[[ RECORDS, beginning ]]

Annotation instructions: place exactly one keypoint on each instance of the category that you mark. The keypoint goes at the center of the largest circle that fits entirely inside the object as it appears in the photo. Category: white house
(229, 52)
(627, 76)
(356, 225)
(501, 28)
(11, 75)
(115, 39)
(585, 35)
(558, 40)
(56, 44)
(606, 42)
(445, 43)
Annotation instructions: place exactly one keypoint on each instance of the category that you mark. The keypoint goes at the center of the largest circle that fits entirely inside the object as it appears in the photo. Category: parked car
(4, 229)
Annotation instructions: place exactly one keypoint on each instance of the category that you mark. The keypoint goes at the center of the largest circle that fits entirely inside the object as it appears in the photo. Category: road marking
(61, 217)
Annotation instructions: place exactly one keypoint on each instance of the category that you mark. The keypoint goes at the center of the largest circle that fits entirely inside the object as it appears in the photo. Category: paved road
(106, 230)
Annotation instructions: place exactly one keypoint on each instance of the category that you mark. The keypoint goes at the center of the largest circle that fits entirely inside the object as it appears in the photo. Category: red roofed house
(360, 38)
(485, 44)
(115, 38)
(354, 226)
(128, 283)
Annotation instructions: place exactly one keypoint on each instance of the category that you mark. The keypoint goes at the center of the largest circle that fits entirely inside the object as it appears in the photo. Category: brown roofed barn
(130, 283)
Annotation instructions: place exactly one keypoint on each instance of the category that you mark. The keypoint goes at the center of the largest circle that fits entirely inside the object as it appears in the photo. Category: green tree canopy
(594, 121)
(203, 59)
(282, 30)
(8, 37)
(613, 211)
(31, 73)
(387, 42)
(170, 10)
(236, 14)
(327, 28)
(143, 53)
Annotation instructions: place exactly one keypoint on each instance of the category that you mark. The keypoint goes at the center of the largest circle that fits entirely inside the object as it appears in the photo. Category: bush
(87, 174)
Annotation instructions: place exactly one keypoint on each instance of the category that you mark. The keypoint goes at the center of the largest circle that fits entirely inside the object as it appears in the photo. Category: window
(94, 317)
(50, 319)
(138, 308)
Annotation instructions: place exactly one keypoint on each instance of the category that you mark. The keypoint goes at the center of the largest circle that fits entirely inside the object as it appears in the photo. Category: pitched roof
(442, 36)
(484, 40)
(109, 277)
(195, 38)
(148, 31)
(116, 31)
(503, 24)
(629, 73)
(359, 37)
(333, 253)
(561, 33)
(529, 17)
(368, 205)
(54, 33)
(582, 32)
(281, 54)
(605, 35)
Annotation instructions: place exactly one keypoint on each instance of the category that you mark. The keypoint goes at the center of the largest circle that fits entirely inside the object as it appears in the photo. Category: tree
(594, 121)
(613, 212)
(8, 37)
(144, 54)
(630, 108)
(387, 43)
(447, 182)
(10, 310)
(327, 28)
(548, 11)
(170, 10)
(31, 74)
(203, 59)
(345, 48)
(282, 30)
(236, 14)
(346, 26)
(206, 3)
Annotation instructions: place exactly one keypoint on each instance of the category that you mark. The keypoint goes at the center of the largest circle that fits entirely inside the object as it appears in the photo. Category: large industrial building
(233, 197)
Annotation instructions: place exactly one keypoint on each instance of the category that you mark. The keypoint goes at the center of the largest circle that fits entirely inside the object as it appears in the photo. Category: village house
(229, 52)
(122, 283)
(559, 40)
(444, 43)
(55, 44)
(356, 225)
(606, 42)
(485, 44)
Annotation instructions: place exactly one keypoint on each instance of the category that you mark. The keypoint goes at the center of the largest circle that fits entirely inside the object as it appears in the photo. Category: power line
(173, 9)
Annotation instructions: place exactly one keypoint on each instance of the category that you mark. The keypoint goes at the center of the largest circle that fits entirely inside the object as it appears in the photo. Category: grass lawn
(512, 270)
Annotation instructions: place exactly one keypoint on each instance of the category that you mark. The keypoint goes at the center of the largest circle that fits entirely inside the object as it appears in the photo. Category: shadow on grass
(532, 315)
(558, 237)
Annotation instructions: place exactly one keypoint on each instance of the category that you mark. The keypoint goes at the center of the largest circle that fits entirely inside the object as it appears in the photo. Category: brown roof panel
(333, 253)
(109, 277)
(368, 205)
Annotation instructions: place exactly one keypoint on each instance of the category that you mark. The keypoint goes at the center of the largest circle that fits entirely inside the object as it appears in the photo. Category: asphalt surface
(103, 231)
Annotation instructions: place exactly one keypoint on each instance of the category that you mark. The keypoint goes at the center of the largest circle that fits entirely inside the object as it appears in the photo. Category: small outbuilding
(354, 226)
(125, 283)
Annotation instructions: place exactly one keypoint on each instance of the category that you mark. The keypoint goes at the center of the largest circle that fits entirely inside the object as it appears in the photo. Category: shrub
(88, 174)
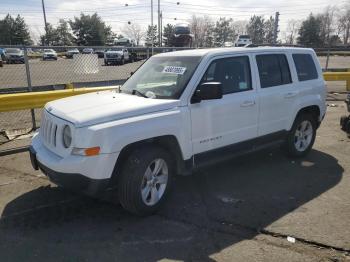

[[ RECORDS, end ]]

» EXERCISE DESCRIPTION:
A faithful copy of all the data above, without its pictures, is the expected result.

» RESPONSE TO THE TASK:
Annotation instructions: place exactly one keypoint on each instance of the category that you mark. The keypoint goes at the center of the largest circle that fits entirely inside the object as it appears in the photo. Category: white house
(229, 52)
(627, 76)
(356, 225)
(501, 28)
(11, 75)
(115, 39)
(585, 35)
(558, 40)
(56, 44)
(606, 42)
(445, 43)
Annotation instructions: place exactly one keypoint on each instance of the category that you mark. The keypoint goes at the center of the largest circle that fits entirely inside the object as it appears in the photo. Category: parked car
(4, 229)
Annotation instructions: place exactly one keypoint on each instance of the category that you mark. The keypoint goes at the center of the largest circle that fits entirely inside the object as it appears in the photo. Category: road marking
(61, 217)
Annotation instructions: place exactly one keypoint on each instance of the category that you mark. The keypoint goes at the center of the largest circle that fits entirely inside the object as it appears in the photo. Category: paved road
(106, 230)
Annotation instructions: place exactly one keypoint on each instance of the category that you mark. The keypoint goes at the center of the largest circle that fits entirely inside the object as it appears in the photo. Category: red roofed house
(360, 38)
(485, 44)
(115, 38)
(354, 226)
(128, 283)
Annotation instructions: place exactly one keypoint on each instance of the category that you mark. The keypoint goes at the center of the largest circle that fits entirely inside the object as it appears in the photo. Category: brown roofed barn
(130, 283)
Annotation instructions: place exactly one keypoint on each instance of the category that you mark. The keypoint goes at the center of the largest circle that fits entirely inside the object as it appears in the photo. Category: green tree canopy
(594, 121)
(203, 59)
(282, 30)
(8, 37)
(613, 211)
(31, 73)
(387, 42)
(170, 10)
(236, 14)
(327, 28)
(143, 53)
Annotation instructions: place exactly one keypoint on each instance of the category that you mark. The keypoint goes at the center of the largest circle that fits entirely inside the object as it appears in the photo. Category: bush
(87, 174)
Annotation instructions: place exactly one keypoint on each instance of the category that you mark. The keypoint goes at the center of the largest circle that fits entirely inside the object as it appears in the photo. Category: window
(94, 317)
(50, 319)
(138, 308)
Annotation instructions: place exactly one keypoint on each instance of the category that you mark. The keypoint goes at the center of the largest circle that fits entirely inside the object as it appears in the photo. Category: pitched roof
(442, 36)
(484, 40)
(109, 277)
(195, 38)
(148, 31)
(116, 31)
(503, 24)
(629, 73)
(359, 37)
(333, 253)
(561, 33)
(529, 17)
(368, 205)
(54, 33)
(582, 32)
(281, 54)
(605, 35)
Annotation instructions: place exactly one keypoint on each instance of the category that you mark. The keypoint goes at the center of the largest circle that fits entirely inside the object as it appears in the photo. Category: tree
(594, 121)
(613, 212)
(8, 37)
(144, 54)
(630, 108)
(387, 43)
(447, 182)
(10, 310)
(327, 28)
(548, 11)
(170, 10)
(31, 74)
(203, 59)
(345, 48)
(282, 30)
(236, 14)
(346, 26)
(206, 3)
Annotation instructions: place exactly one keypoint on each instance of the category that you mark. The keypoint goes at the center of the largest circle that fits entirely inside the object as it appears in the photo. Category: large industrial building
(233, 197)
Annotation instructions: place exactly one keypoint on each instance of the category that you mark. The keypoint goes at the center of the largest circle that fits entirely inside the object as it appears in the photo. Category: village house
(229, 52)
(122, 283)
(559, 40)
(444, 43)
(55, 44)
(356, 225)
(606, 42)
(485, 44)
Annotation instructions: place exactly one keypoint on each instance of the category that you mark. The keypoint goes at the center of the largest circle that fits entirely inside the object as it appears in the photo. Category: power line
(173, 9)
Annotation instructions: place exactly one keypoint on each instance of the category that you mark. The keypoint goes at the center of the largest circle that fits entirely inside the object as it appears in the photo. Category: grass lawn
(512, 270)
Annotation instructions: place exactly one keypoint on each instance of the category that you mark. The keypoint goes at the center of the largest circle that fits entirely inside the object as it appears in the photo. Category: shadow on grass
(532, 315)
(558, 237)
Annotation instructions: place exactly one keypoint on each instance of the category that you mark. The keypoint goes at the center of the largest circle that fits entirely inside the object as it appears in the photo. Category: brown roof panel
(333, 253)
(109, 277)
(368, 205)
Annotation instructions: place exactly one keypoint on each instance of the category that you mark. The keypoint goes at the center of the largest circle that fits entirely inside the object as it appears in the photo. Category: asphalt surface
(103, 231)
Annotation instructions: place exactly one keypoint on each instance of the category that you mark. The keypoint goes at the center of the largest circle that fits entirely inside the object as it appears in the photo. Category: small outbuilding
(354, 226)
(125, 283)
Annotation instructions: place exactly one keypoint on each instance of the category that you mark. The keypoint goes at the center of the largest circle that fits entirely inside the object as it appears in the photo. Category: shrub
(88, 174)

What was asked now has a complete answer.